A trip up to Fishguard/Goodwick late morning and afternoon produced the usual expected/variety of gull and wader species near the Flagpoles, although we failed to spot any Med. Gulls there today. In the harbour at Goodwick, it was fairly quiet when we were there, but a Guillemot was resting on the sea and occasionally diving nearer to the northern breakwater. 

A Red-throated Diver put in a brief appearance, spending most of its time underwater, sometimes being difficult to follow. After about 20 minutes, just before the ferry set sail, it swam out of the harbour into the open sea. It was presumed to have headed somewhere behind the northern breakwater, beyond our sight of view.  

It never came close enough for a decent photo 

The resident  drake Merganser was near the flagpoles too. Later on he was resting, gradually drifting on a very calm sea towards Lower Town harbour, where a Great Crested Grebe was also resting just outside the harbour.  

Resting/sleeping? on the water, halfway between Saddle Point and the Flagpoles

Down South

Fantastic afternoon around south west Pembs at Castlemartin Corse and Angle Bay.

First at the Corse where the highlight was a juvenile Marsh Harrier which drifted east along the mash. The first time I've seen this species in Pembs and one of my absurlute favorate birds so really nice to watch. Also a Sparrowhawk flushed and 2 Cetti's Warblers. Seemingly missed Paul and Brian who had a more productive time there and at Angle. 

Later at Angle in the low light hundreds of waders and wildfowl which were too much to count! At least 60 Pintail, 300 Wigeon, 6 Great Crested Grebe, 4 Knot (suprisingly new for me), 30 Black-tailed Godwit, and 2 Great Northern Diver in the Bay. Quite a spectacular show from plenty of other species and would really like to have another visit when I can acctualy see things!

*DATA PROVIDED*.
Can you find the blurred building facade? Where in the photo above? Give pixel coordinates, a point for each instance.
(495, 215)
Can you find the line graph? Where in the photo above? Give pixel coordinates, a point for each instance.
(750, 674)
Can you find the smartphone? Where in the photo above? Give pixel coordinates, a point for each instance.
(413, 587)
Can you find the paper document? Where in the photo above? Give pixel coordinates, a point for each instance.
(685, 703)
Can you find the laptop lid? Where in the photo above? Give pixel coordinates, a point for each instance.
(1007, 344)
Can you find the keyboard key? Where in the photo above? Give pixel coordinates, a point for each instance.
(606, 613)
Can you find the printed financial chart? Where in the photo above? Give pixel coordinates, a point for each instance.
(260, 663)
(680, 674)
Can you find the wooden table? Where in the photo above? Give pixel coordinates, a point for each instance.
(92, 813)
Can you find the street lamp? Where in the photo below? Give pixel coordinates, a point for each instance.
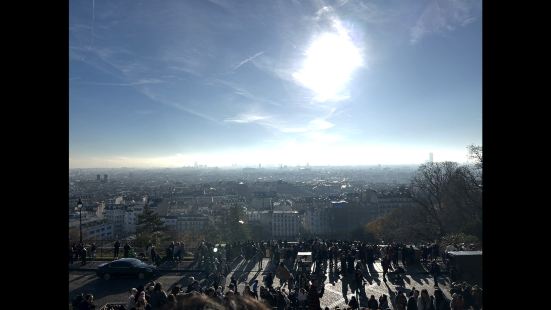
(79, 206)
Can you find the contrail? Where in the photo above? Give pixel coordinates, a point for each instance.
(93, 19)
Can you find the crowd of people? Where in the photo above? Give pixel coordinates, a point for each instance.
(302, 284)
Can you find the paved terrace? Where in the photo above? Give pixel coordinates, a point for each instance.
(82, 279)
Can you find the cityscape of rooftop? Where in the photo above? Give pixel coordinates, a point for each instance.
(216, 146)
(158, 84)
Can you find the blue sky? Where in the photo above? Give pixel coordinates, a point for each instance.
(220, 82)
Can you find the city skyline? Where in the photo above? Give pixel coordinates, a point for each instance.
(326, 83)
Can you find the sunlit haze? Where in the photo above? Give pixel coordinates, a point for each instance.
(224, 83)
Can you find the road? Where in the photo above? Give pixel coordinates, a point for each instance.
(117, 290)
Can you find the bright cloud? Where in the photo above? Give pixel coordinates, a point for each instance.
(330, 61)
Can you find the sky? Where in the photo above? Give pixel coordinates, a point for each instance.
(224, 82)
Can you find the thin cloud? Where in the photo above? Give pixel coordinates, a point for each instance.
(176, 105)
(246, 118)
(444, 15)
(136, 83)
(247, 60)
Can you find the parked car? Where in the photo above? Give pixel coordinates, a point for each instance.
(125, 267)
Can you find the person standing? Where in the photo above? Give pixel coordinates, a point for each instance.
(424, 302)
(71, 255)
(435, 271)
(372, 303)
(383, 302)
(93, 251)
(440, 302)
(83, 255)
(401, 301)
(385, 264)
(116, 247)
(255, 288)
(126, 249)
(412, 301)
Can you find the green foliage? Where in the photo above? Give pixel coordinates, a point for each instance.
(449, 198)
(150, 228)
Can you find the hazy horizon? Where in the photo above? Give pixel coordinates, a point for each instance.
(222, 83)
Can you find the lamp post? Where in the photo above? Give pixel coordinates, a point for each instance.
(79, 206)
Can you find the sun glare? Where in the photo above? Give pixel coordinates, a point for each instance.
(330, 61)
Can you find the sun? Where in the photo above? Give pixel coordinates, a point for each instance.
(330, 61)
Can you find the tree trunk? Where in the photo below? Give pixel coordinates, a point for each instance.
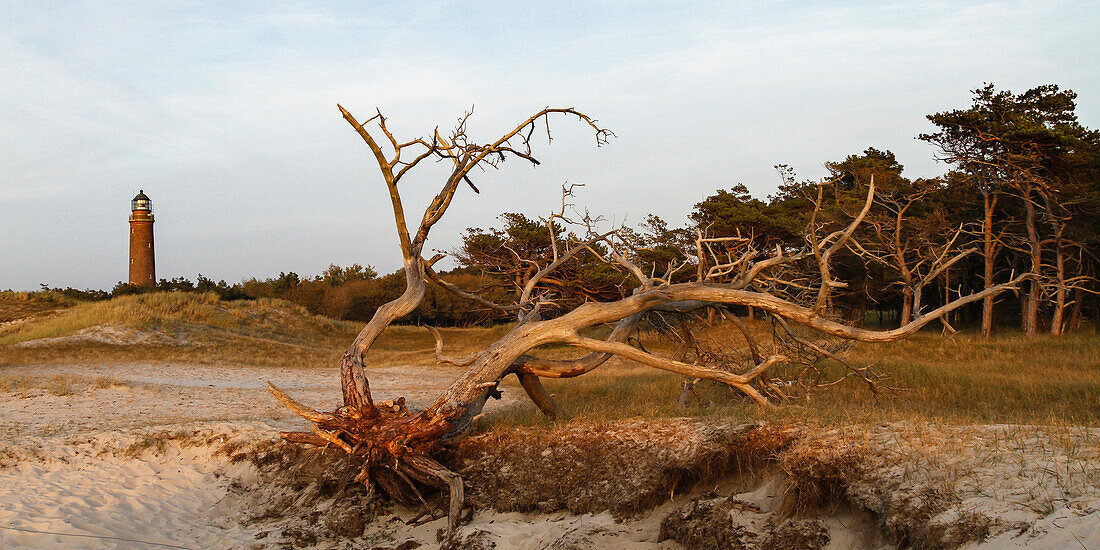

*EXERCISES TO COMPLETE*.
A: According to the birding notes, how many Pintail were seen at Angle?
B: Reproduce the birding notes verbatim from "A Red-throated Diver" to "and Angle Bay.".
The entries are separate material, apart from the birding notes.

*RESPONSES*.
A: At least 60 Pintail.

B:
A Red-throated Diver put in a brief appearance, spending most of its time underwater, sometimes being difficult to follow. After about 20 minutes, just before the ferry set sail, it swam out of the harbour into the open sea. It was presumed to have headed somewhere behind the northern breakwater, beyond our sight of view.  

It never came close enough for a decent photo 

The resident  drake Merganser was near the flagpoles too. Later on he was resting, gradually drifting on a very calm sea towards Lower Town harbour, where a Great Crested Grebe was also resting just outside the harbour.  

Resting/sleeping? on the water, halfway between Saddle Point and the Flagpoles

Down South

Fantastic afternoon around south west Pembs at Castlemartin Corse and Angle Bay.